**Your assignment**. Rewrite the lines below as a Markdown table with two columns, Row for the row number and Text for the line itself. Skip any blank lines, and leave the pictures out of the table.

Top of Dataset records

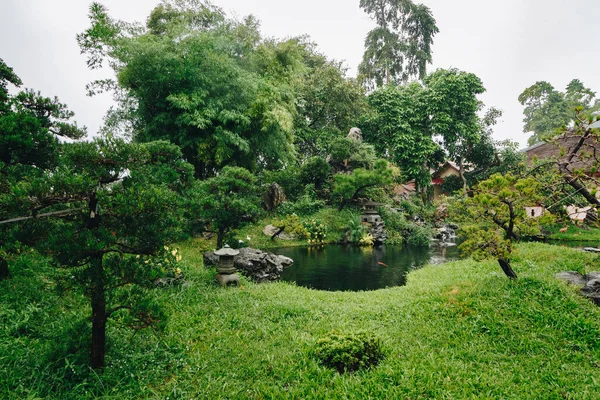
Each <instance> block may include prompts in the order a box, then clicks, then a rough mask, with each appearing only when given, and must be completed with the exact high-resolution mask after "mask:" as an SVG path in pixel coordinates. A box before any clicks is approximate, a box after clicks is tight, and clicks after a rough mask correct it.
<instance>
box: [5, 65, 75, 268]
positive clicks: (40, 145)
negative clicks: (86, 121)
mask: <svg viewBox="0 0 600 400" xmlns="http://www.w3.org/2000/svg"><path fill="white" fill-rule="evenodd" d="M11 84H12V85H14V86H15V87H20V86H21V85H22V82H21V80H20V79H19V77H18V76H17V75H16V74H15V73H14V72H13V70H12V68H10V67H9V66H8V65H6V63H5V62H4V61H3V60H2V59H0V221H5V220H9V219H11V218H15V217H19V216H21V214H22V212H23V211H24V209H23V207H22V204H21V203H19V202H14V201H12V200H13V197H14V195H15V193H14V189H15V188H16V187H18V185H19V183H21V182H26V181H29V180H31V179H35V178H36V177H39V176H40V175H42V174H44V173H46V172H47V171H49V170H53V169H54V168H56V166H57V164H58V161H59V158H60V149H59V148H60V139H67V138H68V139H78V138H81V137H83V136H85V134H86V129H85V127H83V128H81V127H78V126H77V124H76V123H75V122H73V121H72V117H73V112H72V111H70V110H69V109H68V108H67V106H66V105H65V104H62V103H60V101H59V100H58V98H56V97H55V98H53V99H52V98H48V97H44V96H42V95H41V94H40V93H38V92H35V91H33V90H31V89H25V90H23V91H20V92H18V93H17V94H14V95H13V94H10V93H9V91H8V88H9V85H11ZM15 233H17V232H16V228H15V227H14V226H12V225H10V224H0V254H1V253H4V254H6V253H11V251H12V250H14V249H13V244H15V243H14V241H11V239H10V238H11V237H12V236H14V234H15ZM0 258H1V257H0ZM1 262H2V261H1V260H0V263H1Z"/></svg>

Bottom of Dataset records

**Solution to this task**.
| Row | Text |
|---|---|
| 1 | Each <instance> block may include prompts in the order a box, then clicks, then a rough mask, with each appearing only when given, and must be completed with the exact high-resolution mask after "mask:" as an SVG path in pixel coordinates. A box before any clicks is approximate, a box after clicks is tight, and clicks after a rough mask correct it. |
| 2 | <instance> |
| 3 | box: [5, 65, 75, 268] |
| 4 | positive clicks: (40, 145) |
| 5 | negative clicks: (86, 121) |
| 6 | mask: <svg viewBox="0 0 600 400" xmlns="http://www.w3.org/2000/svg"><path fill="white" fill-rule="evenodd" d="M11 84H12V85H14V86H15V87H20V86H21V85H22V82H21V80H20V79H19V77H18V76H17V75H16V74H15V73H14V72H13V70H12V68H10V67H9V66H8V65H6V63H5V62H4V61H3V60H2V59H0V221H5V220H9V219H11V218H15V217H19V216H21V214H22V212H23V211H24V209H23V207H22V204H21V203H19V202H14V201H12V200H13V197H14V195H15V193H14V189H15V188H16V187H18V185H19V183H21V182H26V181H29V180H31V179H35V178H36V177H39V176H40V175H42V174H44V173H46V172H47V171H49V170H53V169H54V168H56V166H57V164H58V161H59V158H60V149H59V148H60V139H67V138H68V139H78V138H81V137H83V136H85V134H86V129H85V127H83V128H81V127H78V126H77V124H76V123H75V122H73V121H72V117H73V112H72V111H70V110H69V109H68V108H67V106H66V105H65V104H62V103H60V101H59V100H58V98H56V97H55V98H53V99H52V98H48V97H44V96H42V95H41V94H40V93H38V92H35V91H33V90H31V89H25V90H23V91H20V92H18V93H17V94H14V95H13V94H10V93H9V91H8V88H9V85H11ZM15 233H17V232H16V228H15V227H14V226H12V225H10V224H0V254H1V253H4V254H6V253H11V251H12V250H14V249H13V244H15V243H14V241H11V239H10V238H11V237H12V236H14V234H15ZM0 258H1V257H0ZM1 262H2V261H1V260H0V263H1Z"/></svg> |